An exact reproduction of the records is required, with all images left out.

┄┄┄┄┄┄┄┄┄┄┄┄┄┄┄┄┄┄┄┄

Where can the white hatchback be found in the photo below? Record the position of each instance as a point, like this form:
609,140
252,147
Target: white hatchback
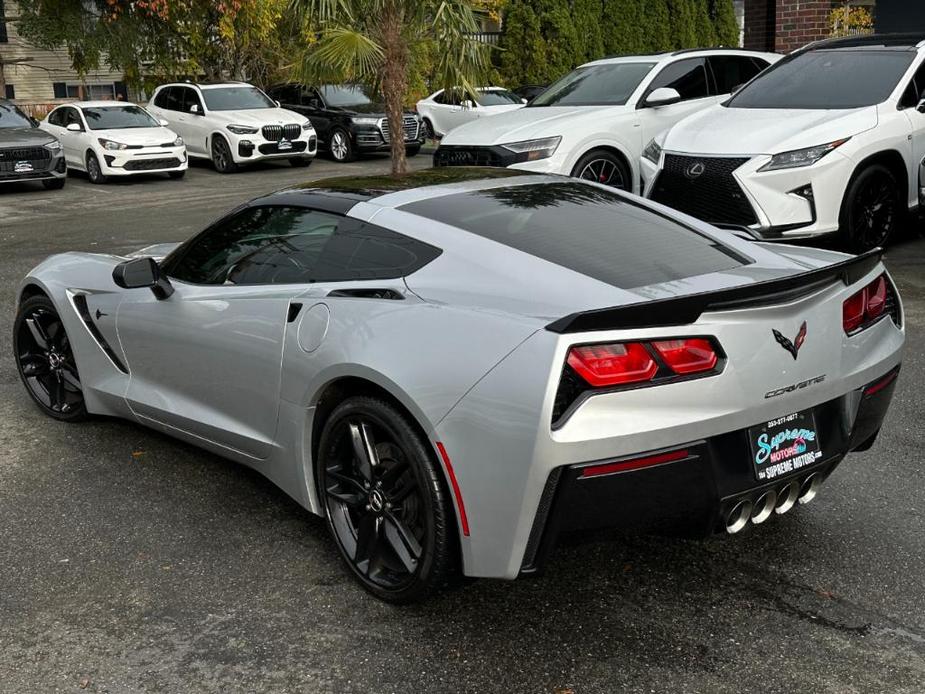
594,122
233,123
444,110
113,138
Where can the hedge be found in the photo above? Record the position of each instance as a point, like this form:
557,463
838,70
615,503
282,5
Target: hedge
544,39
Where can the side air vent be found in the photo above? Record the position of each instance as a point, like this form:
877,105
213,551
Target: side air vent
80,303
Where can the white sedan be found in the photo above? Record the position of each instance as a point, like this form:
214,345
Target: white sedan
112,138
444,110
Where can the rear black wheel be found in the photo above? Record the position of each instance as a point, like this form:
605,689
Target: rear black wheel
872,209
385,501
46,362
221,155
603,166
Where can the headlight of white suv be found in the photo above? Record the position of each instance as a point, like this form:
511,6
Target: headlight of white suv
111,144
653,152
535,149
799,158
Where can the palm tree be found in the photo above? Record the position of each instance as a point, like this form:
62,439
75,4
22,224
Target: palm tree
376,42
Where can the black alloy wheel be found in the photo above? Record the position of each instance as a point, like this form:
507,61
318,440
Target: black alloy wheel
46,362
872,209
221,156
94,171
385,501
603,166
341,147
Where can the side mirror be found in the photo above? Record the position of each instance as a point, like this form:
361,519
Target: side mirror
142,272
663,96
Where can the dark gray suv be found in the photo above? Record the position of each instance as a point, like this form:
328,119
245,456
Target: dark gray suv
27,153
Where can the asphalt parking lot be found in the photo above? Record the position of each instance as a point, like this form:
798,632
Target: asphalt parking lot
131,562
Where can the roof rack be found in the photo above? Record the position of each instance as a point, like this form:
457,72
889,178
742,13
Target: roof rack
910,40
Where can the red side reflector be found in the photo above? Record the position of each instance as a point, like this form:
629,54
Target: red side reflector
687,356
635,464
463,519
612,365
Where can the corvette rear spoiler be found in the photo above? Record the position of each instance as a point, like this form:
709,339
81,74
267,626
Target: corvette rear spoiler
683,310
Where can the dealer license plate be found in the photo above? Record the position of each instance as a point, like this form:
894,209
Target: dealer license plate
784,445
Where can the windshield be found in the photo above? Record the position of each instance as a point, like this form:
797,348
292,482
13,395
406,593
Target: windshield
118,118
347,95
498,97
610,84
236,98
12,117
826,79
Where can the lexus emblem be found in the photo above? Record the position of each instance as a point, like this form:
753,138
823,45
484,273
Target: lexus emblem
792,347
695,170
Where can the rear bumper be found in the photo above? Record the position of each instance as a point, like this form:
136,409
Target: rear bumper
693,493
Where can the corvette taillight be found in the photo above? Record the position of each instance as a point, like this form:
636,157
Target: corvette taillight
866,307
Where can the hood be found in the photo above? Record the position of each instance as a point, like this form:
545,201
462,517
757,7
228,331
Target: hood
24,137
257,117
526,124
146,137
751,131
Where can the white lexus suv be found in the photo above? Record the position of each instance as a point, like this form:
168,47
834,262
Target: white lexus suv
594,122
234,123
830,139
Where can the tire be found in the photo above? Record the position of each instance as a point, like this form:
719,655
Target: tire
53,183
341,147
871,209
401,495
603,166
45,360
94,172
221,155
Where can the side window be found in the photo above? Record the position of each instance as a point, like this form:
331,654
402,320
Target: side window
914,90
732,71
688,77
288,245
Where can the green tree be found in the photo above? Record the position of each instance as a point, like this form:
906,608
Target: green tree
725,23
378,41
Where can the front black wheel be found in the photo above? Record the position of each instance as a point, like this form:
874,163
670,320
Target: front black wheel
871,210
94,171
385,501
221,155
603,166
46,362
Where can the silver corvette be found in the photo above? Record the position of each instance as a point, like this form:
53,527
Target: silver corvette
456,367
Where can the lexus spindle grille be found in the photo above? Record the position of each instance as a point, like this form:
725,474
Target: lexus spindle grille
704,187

┄┄┄┄┄┄┄┄┄┄┄┄┄┄┄┄┄┄┄┄

▶ [Correct output]:
Where can the white hatchback be found in the photo below? Record the position of each instance as a point, like this form:
609,140
252,147
Target: white hatchback
594,122
233,123
444,110
113,138
Where can the hedge be found in the photo above? Record the position of each instance as a point, like this form:
557,463
838,70
615,503
282,5
Target: hedge
544,39
Where can the side air vent be found in the photo above? Record the position of each instance as a point, like this form:
877,105
213,551
Target: side air vent
80,303
Where can the white sedan be found in the photo above? Record the position of each instance as a point, like this form:
214,345
Target: white sedan
112,138
444,110
Where can the rear black wheel be found in the photo above? Record the position of each instance as a point, like this form:
605,689
Target: rear black wheel
872,209
385,501
46,362
221,155
603,166
Where can the headlight of white suv be found in the photo above? Record the position of each instance as a point, like this form:
511,6
Target: headlight of white suv
111,144
653,152
535,149
799,158
Where can the palm tree be found in the photo above? Record the position of each instance as a point, like this form:
62,439
75,4
22,224
Target: palm tree
376,42
Where can the black alloy wheel be found in the photo above? Record the position of each instance as a point, like this form:
507,61
318,440
Target: black alloy wheel
46,362
872,209
221,156
94,171
385,501
603,166
341,147
Where can the side mirror be found in the photo above? Record the position of each instance as a point, like this form:
361,519
Target: side mirror
142,272
663,96
Where can the dark gray suv be found in the photo above? Record the position of each instance as a point, like this form:
328,119
245,456
Target: dark gray suv
27,153
Where can the asphalt parking lot be found in the photo above? Record the position of each instance as a point, like this form:
798,632
Target: asphalt parking lot
131,562
Where can the roof rack be found in the photo above? Record the position of each instance as a point, like this form:
457,72
889,178
742,13
Target: roof rack
910,40
Where can the red side reflector be found in the photo above? Record the position of each instance as a point, like this form:
629,54
Target: red side reflector
687,356
635,464
463,519
612,365
Where can the corvette rear spoiler be found in the photo above? Record the position of each instance as a point, like this form:
709,339
81,74
267,626
Target: corvette rear spoiler
683,310
Where can the dealer license plate be found in the photo above? Record the position of each instance as a point, like this form:
894,209
Target: dealer license plate
784,445
Where can the windshield be found in the photo above? Record the position of each instance as a point, like this form:
797,348
292,482
13,395
406,593
Target: windshield
118,118
347,95
498,97
610,84
236,98
12,117
826,79
Where can the lexus emblem be found in the photo above? Record the position of each instance as a point, like this form:
753,138
823,45
484,273
Target: lexus emblem
792,347
695,170
Where can the rear bumper be found in the photo above? Record the position of each instance as a point, like this form:
136,409
Target: rear bumper
693,493
Where can the corvette taillight be found in the photo above? Record the position of each instance as a point, like this form:
636,157
Target: corvette taillight
866,307
Where can the hood be found in the photo above? Record the position of each instance as a point, like this form:
545,201
462,517
757,7
228,331
Target: hood
24,137
257,117
526,124
146,137
751,131
Where can the white lexus suv be found in the photo above? Record the position of each instance as a point, like this form:
168,47
834,262
Target: white lexus suv
594,122
234,123
830,139
Where can the tire be found in the photo above? Record the position of each instance as a point, like this form:
719,655
Target: tire
53,183
341,147
871,209
401,495
603,166
45,360
94,172
221,155
Where can the side window be found in the photo above? Record the position of each instance as a point, like this form:
331,654
402,320
Target: side window
914,90
732,71
688,77
288,245
Where can the green tree be found in the photo above? Record the position of each instance as a point, like this form:
906,608
Target: green tree
725,23
378,41
Where can the front black wheel be found in the photo above? Record the position of each instance as a point, like this form:
874,163
670,320
Target: front black wheel
871,210
94,171
385,501
221,155
603,166
46,362
Where can the silver corvette be found in the photo above? Record the position of each instance as a point, like this form:
53,527
Target: silver corvette
456,367
Where can the lexus spindle grille be found in the photo above? Record the position of each instance as a point, like this form:
725,474
Target: lexus spindle grille
704,187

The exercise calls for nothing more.